> _List of tasks_:
**A)** Say whether each statement agrees with the lesson on personal data and AI training, answering yes or no and quoting the words of the lesson that decide it. (i) Reddit made a yearly deal with Google in 2024 for training data. (ii) Differential privacy is already in wide use for frontier LLMs. (iii) Apple uses differential privacy for keyboard training.
**B)** Set down the lesson on personal data and AI training word for word, everything from "- 3Choose services" down to "made to scale.".

Segment Start: Text under study

Lesson 24 of 1570
Your Data Is Somebody's Training Fuel
Your posts, chats, photos, and behavior have been scraped, sold, and fed to models. Here is what has actually happened and what you can actually do.
Lesson map
What this lesson covers
Learning path
The main moves in order
- 1You Have Already Contributed
- 2data scraping
- 3training data
- 4privacy
Concept cluster
Terms to connect while reading
Section 1
You Have Already Contributed
If you have posted anything public on the internet since 2010, there is a real chance it is in at least one training dataset. Common Crawl, the biggest open web scrape, has indexed tens of billions of pages. Every major model has trained on some version of it.
That is not paranoia. It is how the modern AI industry was built. And until very recently, almost nobody was asked.
Three kinds of data AI labs want
- Public web pages: scraped via Common Crawl or directly
- Platform data: what you post on Reddit, X, YouTube — now often sold to AI labs
- Conversational data: what you type into chat products, sometimes used to improve them
The platform deals you did not sign
Reddit signed a $60M/year deal with Google in 2024 for training data. X licenses its firehose. Stack Overflow cut deals with OpenAI. Many users who wrote that content had no idea they were training an AI. Terms of service usually allow it, because the fine print says so, and nobody reads the fine print.
Memorization: when training data leaks back
Models sometimes memorize exact passages from training. Researchers have extracted verbatim news articles, phone numbers, and in rare cases, personal data by carefully prompting production models. Labs have gotten better at preventing this, but it still happens for rare or repeated content.
Compare: what the big privacy laws say about AI training
Compare the options
| Law | On training data |
|---|---|
| EU GDPR (2018) | Personal data needs lawful basis — being training fuel is contested |
| EU AI Act (2025-2027) | GPAI providers must publish training data summaries |
| California CCPA/CPRA | Right to know and delete — AI training is being litigated |
| Illinois BIPA | Biometric data needs explicit consent — Meta paid $1.4B settlement in 2024 |
| Colorado AI Act (2026) | Risk assessments required for high-risk AI |
What you can actually do
- 1Opt out where it exists. Every major chatbot has a setting. Use it.
- 2Use the robots.txt and ai.txt mechanisms on your own sites.
- 3Choose services that pay for training data instead of scraping.
- 4In the EU, use your GDPR rights to request deletion (patchy but real).
- 5Be cautious about what you post under your real identity.
Differential privacy and the future
A technique called differential privacy adds mathematical noise to data so that no single person's contribution can be recovered from the model. Apple uses it for keyboard training. Google uses it for some Gemini features. For frontier LLMs it is still mostly a research direction. It is the cleanest theoretical answer — if it can be made to scale.
“Privacy is not about having something to hide. It is about having the right to decide what to reveal.”
Key terms in this lesson
The big idea: most of the web is already training data. You have limited but real controls going forward, and almost none retroactively. Privacy is now a habit more than a setting.

Segment End: Text under study
Segment Start: Provided data

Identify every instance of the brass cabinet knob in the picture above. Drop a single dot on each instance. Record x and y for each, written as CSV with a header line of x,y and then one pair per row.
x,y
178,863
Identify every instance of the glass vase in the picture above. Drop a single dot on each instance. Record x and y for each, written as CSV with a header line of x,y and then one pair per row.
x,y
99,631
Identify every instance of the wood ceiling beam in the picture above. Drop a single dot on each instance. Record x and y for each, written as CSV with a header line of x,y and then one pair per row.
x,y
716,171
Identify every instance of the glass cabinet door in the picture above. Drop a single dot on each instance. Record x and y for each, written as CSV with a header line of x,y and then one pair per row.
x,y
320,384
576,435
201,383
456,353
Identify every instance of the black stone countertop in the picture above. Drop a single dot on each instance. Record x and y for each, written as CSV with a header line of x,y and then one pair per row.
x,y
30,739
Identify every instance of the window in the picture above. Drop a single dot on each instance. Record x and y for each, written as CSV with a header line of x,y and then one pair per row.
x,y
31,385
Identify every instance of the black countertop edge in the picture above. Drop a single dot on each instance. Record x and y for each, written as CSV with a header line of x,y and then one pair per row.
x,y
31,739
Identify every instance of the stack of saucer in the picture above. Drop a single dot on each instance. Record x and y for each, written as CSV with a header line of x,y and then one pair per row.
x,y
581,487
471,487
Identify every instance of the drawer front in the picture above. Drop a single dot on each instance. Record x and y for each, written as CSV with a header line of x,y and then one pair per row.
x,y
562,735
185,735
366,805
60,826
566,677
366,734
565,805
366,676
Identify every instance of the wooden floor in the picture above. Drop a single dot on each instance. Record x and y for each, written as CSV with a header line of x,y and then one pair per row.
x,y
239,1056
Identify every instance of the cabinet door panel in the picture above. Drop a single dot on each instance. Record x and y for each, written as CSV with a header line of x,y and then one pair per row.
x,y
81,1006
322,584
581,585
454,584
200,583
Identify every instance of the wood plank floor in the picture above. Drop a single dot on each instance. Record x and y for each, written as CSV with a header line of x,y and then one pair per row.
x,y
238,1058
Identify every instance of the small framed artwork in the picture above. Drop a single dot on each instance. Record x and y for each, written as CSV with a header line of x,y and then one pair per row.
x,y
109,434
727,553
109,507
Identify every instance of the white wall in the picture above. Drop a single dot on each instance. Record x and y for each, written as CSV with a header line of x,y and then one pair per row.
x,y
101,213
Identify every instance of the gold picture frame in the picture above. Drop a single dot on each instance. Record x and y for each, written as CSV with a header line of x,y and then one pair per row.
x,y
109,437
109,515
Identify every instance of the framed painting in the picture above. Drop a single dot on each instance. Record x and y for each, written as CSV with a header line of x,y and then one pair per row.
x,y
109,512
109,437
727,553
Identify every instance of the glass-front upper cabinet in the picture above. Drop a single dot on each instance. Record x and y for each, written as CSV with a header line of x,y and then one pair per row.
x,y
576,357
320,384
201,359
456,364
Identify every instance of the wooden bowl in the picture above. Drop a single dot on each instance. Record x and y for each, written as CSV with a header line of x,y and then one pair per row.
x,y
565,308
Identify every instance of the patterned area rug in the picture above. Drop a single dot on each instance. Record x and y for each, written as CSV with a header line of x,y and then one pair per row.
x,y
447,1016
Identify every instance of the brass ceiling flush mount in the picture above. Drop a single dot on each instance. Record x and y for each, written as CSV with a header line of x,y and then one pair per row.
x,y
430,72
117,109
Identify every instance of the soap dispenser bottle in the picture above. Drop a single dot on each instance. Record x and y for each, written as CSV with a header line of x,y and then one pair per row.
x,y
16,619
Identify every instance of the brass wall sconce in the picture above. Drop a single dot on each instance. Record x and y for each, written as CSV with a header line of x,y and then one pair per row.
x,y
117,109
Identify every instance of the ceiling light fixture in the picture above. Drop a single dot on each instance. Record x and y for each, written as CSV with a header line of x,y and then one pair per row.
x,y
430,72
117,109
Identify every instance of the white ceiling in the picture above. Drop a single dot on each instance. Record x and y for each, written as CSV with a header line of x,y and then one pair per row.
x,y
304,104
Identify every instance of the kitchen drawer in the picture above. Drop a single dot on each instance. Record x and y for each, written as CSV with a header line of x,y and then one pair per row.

Segment End: Provided data

> _Responses by item number_:
**A)**
(i) Yes: "Reddit signed a $60M/year deal with Google in 2024 for training data."
(ii) No: "For frontier LLMs it is still mostly a research direction."
(iii) Yes: "Apple uses it for keyboard training."

**B)**
- 3Choose services that pay for training data instead of scraping.
- 4In the EU, use your GDPR rights to request deletion (patchy but real).
- 5Be cautious about what you post under your real identity.
Differential privacy and the future
A technique called differential privacy adds mathematical noise to data so that no single person's contribution can be recovered from the model. Apple uses it for keyboard training. Google uses it for some Gemini features. For frontier LLMs it is still mostly a research direction. It is the cleanest theoretical answer — if it can be made to scale.